◆ **Entries supplied**

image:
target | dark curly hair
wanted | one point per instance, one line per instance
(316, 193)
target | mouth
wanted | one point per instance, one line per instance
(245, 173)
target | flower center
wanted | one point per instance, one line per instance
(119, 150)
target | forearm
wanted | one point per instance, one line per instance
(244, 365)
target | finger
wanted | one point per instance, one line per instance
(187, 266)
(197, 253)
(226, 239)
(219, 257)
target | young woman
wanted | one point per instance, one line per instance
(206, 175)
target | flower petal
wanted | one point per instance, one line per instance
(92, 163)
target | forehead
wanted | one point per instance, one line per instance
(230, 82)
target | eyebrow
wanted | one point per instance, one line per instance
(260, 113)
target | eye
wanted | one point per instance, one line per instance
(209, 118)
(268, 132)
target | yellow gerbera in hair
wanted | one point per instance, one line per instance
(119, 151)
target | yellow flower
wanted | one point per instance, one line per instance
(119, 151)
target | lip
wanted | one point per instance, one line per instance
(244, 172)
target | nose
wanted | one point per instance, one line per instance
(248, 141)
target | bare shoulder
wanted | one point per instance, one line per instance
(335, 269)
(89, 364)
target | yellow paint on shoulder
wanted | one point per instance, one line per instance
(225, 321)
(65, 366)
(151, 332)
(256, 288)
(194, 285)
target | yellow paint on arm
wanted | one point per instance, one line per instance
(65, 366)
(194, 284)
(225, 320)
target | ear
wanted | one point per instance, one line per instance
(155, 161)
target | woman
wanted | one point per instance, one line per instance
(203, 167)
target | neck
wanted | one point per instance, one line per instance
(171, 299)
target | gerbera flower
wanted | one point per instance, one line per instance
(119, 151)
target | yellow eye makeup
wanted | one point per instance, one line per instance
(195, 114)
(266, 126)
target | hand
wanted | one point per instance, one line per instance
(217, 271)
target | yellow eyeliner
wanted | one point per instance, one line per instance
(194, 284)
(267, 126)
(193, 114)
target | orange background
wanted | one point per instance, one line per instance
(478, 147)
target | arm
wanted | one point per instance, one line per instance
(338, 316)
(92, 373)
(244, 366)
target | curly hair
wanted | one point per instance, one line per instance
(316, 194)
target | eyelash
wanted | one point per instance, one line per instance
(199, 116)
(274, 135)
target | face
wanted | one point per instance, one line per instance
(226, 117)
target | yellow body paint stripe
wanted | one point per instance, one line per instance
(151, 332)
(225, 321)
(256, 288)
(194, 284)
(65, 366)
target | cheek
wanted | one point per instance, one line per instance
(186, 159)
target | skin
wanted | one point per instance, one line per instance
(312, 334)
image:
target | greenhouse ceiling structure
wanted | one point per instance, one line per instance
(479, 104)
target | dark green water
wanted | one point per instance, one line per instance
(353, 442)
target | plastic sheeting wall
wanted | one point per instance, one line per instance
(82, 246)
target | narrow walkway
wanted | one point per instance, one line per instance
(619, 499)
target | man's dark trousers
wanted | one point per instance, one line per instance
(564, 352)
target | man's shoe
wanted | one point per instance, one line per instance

◆ **Work instruction**
Reproduce the data exactly, omitting nothing.

◆ **Task response**
image:
target | dark curly hair
wanted | one point per instance, one line per instance
(316, 193)
target | mouth
wanted | one point per instance, one line per instance
(245, 173)
target | flower center
wanted | one point per instance, one line per instance
(119, 150)
target | forearm
wanted | one point per instance, one line per instance
(244, 365)
target | finger
wanted | one point per instance, one line per instance
(187, 266)
(197, 253)
(226, 239)
(219, 257)
target | young woman
wanted | one point per instance, one line per instance
(206, 175)
target | flower petal
wanted | one point per instance, one line per instance
(92, 163)
target | forehead
wanted | one point per instance, one line per instance
(230, 82)
target | eyebrow
wanted | one point per instance, one line per instance
(260, 113)
target | eye
wanted | one point per instance, one line per instance
(209, 118)
(268, 132)
target | yellow gerbera in hair
wanted | one point per instance, one line per instance
(119, 151)
target | yellow flower
wanted | one point per instance, one line per instance
(119, 151)
target | lip
wanted | one point per instance, one line per instance
(244, 172)
target | nose
wanted | one point per instance, one line per instance
(248, 141)
target | bare shoulder
wanted | one point per instance, one line per instance
(335, 269)
(89, 364)
target | yellow paint on shoulder
wanted | one point per instance, one line per instance
(225, 321)
(65, 366)
(151, 332)
(256, 288)
(194, 285)
target | yellow paint on arm
wanted | one point per instance, one line per instance
(65, 366)
(194, 284)
(225, 320)
target | ear
wanted | one point per instance, one line per instance
(155, 161)
target | woman
wanted | one point per instance, one line per instance
(203, 167)
target | neck
wanted | one point per instance, one line per instance
(171, 299)
target | gerbera flower
wanted | one point per instance, one line per instance
(119, 151)
target | yellow eye makeup
wanted | one point per instance, one line per instance
(195, 114)
(266, 126)
target | hand
wanted | one point per instance, one line per instance
(217, 271)
target | yellow eyeliner
wanted | one point per instance, one line per instance
(194, 284)
(267, 126)
(193, 114)
target | orange background
wanted | one point per instance, one line per instance
(478, 147)
target | arm
wanted | one point per instance, one line per instance
(338, 316)
(92, 373)
(244, 366)
target | curly hair
wanted | one point per instance, one line per instance
(316, 194)
target | eyelash
wanted | one point per instance, one line per instance
(199, 116)
(274, 135)
target | face
wanted | one point per instance, one line per instance
(226, 117)
target | yellow body paint stripe
wanted | one point per instance, one line per instance
(151, 332)
(225, 321)
(256, 288)
(194, 284)
(65, 366)
target | cheek
wanted | one point per instance, one line per instance
(186, 159)
target | skin
wanted | one point per instance, one line per instance
(312, 334)
image:
target | greenhouse ceiling structure
wanted | one point per instance, one line per instance
(479, 104)
target | dark green water
wanted | one point per instance, one line per instance
(353, 442)
target | plastic sheeting wall
wanted | one point per instance, one line per instance
(82, 246)
target | narrow walkway
wanted | one point per instance, one line per instance
(619, 499)
target | man's dark trousers
wanted | one point per instance, one line per instance
(564, 352)
target | man's shoe
wanted | one point per instance, one line per instance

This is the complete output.